PROBLEM TO WORK ON: Among the lines below, which ones contain the word "temple"? Copy every such line.

Natural language region descriptions:
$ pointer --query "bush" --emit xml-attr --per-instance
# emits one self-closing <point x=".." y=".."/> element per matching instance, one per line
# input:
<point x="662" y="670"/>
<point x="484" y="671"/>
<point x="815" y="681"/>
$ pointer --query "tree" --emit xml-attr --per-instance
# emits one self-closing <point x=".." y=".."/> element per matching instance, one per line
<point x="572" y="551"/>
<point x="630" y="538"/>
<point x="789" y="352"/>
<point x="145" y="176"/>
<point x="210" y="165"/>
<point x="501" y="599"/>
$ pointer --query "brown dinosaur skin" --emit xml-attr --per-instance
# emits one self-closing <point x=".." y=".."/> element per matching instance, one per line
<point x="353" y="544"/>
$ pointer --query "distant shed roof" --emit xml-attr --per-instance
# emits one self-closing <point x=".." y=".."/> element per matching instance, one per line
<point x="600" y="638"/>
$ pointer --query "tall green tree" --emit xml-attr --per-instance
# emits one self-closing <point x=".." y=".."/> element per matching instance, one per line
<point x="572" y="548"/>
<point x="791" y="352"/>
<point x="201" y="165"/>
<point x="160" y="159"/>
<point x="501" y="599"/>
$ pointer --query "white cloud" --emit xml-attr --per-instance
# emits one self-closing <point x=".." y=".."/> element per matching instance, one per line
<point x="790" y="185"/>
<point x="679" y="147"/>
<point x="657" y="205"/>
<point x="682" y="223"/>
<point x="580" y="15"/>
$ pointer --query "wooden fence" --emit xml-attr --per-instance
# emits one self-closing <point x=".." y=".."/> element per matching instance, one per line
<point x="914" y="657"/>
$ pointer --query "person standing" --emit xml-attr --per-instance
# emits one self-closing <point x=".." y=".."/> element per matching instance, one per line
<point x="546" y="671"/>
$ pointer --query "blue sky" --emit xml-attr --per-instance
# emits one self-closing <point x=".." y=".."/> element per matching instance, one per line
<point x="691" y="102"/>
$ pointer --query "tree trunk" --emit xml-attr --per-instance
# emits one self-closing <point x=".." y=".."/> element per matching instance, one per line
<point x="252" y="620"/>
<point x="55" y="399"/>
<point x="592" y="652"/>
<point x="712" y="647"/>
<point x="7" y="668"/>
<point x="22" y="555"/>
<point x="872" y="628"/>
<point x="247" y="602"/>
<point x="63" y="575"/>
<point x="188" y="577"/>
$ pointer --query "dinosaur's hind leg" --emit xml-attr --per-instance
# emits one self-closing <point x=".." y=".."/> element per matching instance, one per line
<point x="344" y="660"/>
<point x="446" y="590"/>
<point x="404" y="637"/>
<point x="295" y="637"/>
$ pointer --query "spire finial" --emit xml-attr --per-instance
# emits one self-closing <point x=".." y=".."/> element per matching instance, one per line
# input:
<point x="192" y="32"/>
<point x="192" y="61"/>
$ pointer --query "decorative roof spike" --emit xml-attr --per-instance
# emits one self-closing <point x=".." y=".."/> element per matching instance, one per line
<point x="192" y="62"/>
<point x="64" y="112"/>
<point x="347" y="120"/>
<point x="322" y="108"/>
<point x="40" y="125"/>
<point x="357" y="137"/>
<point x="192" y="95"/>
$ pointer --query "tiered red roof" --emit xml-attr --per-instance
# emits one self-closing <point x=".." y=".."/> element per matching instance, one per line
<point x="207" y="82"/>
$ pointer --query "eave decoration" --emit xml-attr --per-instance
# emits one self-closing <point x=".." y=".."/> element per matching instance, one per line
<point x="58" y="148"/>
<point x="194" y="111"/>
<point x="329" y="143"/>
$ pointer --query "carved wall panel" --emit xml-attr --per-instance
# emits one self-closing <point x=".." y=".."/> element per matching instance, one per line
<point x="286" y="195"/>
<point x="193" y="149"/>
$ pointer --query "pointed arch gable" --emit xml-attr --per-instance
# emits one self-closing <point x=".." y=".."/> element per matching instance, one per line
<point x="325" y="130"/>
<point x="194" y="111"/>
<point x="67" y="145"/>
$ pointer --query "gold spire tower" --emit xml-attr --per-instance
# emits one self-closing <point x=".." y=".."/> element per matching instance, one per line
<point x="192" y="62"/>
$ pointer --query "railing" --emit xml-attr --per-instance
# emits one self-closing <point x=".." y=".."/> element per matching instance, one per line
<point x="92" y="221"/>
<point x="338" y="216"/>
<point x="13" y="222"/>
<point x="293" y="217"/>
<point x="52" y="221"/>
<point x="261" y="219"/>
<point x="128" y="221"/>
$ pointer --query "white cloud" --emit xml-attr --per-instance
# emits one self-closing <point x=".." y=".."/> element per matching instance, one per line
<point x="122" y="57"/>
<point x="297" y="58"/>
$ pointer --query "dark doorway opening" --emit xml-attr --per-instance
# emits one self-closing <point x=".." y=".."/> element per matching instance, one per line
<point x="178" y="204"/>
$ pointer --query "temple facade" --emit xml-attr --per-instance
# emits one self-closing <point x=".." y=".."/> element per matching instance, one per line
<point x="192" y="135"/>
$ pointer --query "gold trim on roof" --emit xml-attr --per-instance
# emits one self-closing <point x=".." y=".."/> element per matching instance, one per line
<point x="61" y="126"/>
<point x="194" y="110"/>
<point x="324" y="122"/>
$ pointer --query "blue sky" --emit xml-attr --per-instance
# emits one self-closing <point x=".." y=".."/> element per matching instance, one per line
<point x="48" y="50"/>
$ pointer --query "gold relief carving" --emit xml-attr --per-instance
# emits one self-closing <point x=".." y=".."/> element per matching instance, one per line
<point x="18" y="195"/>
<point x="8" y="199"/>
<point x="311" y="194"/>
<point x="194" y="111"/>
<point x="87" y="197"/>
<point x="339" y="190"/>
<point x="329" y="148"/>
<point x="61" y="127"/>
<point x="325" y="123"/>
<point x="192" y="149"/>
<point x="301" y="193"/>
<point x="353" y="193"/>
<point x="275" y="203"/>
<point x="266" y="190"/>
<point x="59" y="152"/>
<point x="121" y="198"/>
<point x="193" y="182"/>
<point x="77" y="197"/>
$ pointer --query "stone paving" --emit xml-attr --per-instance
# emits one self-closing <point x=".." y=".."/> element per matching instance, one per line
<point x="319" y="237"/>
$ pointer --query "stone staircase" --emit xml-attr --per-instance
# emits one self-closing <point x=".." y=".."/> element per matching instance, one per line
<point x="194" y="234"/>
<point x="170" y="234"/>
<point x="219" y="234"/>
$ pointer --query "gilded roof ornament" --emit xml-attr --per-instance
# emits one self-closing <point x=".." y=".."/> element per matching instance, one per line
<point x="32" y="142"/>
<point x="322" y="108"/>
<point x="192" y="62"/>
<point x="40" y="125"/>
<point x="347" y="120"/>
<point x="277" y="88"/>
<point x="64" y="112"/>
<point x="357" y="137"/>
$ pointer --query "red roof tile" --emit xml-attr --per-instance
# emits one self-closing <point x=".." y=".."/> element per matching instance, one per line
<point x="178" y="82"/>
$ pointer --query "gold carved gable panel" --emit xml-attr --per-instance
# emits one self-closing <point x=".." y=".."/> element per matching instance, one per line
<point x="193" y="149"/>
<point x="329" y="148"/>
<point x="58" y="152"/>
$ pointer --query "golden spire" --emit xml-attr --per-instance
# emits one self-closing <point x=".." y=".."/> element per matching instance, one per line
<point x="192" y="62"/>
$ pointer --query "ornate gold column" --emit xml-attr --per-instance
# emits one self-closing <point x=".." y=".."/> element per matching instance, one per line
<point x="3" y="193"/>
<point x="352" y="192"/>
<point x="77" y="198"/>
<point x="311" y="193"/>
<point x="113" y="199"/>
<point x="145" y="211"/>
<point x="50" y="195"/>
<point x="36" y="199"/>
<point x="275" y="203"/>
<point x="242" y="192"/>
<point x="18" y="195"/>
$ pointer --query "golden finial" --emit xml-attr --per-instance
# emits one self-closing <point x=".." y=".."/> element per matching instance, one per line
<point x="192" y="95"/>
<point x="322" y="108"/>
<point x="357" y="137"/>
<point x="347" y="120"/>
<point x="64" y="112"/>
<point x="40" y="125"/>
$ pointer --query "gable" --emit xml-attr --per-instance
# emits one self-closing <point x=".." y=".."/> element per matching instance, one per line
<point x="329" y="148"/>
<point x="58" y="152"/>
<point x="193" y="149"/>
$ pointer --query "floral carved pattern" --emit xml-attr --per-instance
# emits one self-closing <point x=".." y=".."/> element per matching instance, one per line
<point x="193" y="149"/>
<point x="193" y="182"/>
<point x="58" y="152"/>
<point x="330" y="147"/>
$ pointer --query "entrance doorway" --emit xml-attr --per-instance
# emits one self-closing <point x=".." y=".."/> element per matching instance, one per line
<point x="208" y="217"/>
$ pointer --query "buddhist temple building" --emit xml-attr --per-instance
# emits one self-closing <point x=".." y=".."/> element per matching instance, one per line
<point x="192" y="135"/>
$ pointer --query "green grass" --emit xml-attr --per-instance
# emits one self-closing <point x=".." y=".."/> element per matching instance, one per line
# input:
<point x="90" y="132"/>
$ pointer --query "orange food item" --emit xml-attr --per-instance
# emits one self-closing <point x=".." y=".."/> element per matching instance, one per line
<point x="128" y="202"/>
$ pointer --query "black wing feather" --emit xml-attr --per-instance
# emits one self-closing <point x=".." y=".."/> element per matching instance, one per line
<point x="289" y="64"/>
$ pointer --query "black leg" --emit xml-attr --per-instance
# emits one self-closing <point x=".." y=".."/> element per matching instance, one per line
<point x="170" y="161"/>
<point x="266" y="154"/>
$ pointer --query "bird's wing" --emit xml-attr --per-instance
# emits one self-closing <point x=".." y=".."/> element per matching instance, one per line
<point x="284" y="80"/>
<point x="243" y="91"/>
...
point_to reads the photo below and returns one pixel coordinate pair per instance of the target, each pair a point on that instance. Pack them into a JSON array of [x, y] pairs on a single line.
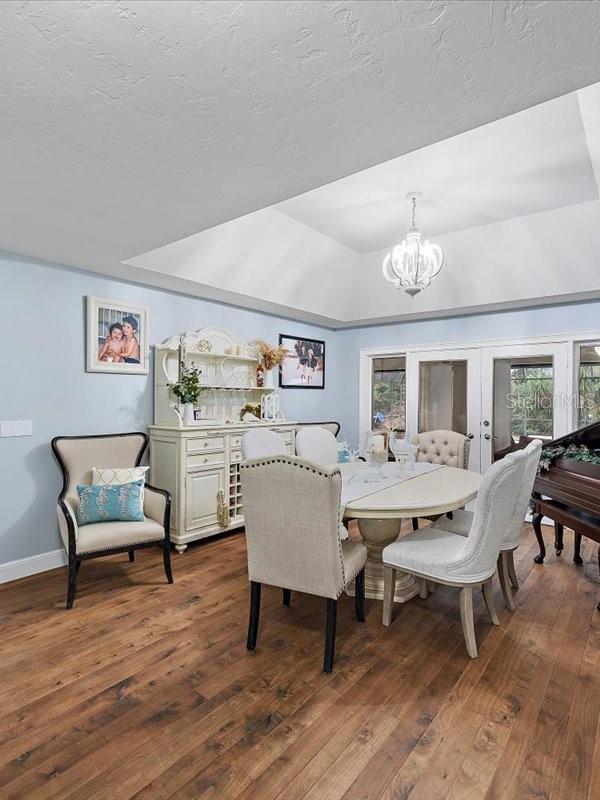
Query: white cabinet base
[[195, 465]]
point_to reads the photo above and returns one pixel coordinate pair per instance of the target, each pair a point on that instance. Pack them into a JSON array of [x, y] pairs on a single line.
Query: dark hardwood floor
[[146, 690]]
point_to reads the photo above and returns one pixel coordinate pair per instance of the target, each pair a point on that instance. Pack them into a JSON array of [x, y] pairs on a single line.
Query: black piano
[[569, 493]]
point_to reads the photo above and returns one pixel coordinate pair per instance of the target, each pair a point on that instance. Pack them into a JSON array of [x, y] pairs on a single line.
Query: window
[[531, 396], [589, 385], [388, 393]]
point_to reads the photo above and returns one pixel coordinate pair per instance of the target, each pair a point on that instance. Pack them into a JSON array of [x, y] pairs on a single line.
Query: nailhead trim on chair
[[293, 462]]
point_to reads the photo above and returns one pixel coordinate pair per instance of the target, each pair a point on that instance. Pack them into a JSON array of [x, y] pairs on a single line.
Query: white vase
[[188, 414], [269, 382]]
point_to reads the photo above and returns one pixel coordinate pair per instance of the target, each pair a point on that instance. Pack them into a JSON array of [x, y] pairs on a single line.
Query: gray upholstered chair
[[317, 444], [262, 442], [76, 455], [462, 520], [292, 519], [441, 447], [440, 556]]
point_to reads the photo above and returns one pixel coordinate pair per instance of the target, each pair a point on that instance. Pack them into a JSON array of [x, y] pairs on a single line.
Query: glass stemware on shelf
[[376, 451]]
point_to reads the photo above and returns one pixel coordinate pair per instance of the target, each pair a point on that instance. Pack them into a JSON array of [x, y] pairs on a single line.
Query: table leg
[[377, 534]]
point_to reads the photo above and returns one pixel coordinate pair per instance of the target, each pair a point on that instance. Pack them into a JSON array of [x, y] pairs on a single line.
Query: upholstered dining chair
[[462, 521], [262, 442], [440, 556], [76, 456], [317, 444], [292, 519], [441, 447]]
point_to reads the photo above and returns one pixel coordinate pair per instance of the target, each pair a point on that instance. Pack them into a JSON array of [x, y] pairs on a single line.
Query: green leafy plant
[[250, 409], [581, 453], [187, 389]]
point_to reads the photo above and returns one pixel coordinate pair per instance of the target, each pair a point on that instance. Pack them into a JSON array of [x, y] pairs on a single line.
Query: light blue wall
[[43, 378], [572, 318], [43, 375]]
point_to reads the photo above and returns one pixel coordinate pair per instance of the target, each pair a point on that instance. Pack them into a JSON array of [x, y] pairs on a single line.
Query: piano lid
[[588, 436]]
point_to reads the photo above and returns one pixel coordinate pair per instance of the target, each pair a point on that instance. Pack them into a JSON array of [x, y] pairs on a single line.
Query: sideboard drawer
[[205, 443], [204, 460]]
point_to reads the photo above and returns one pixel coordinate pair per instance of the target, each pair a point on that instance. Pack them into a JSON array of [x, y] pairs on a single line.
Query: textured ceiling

RESPONSE AREA:
$ pointer --query "temple facade" --emit xml-attr --per-instance
$ pointer --query "buddhist temple building" --emit xml-attr --per-instance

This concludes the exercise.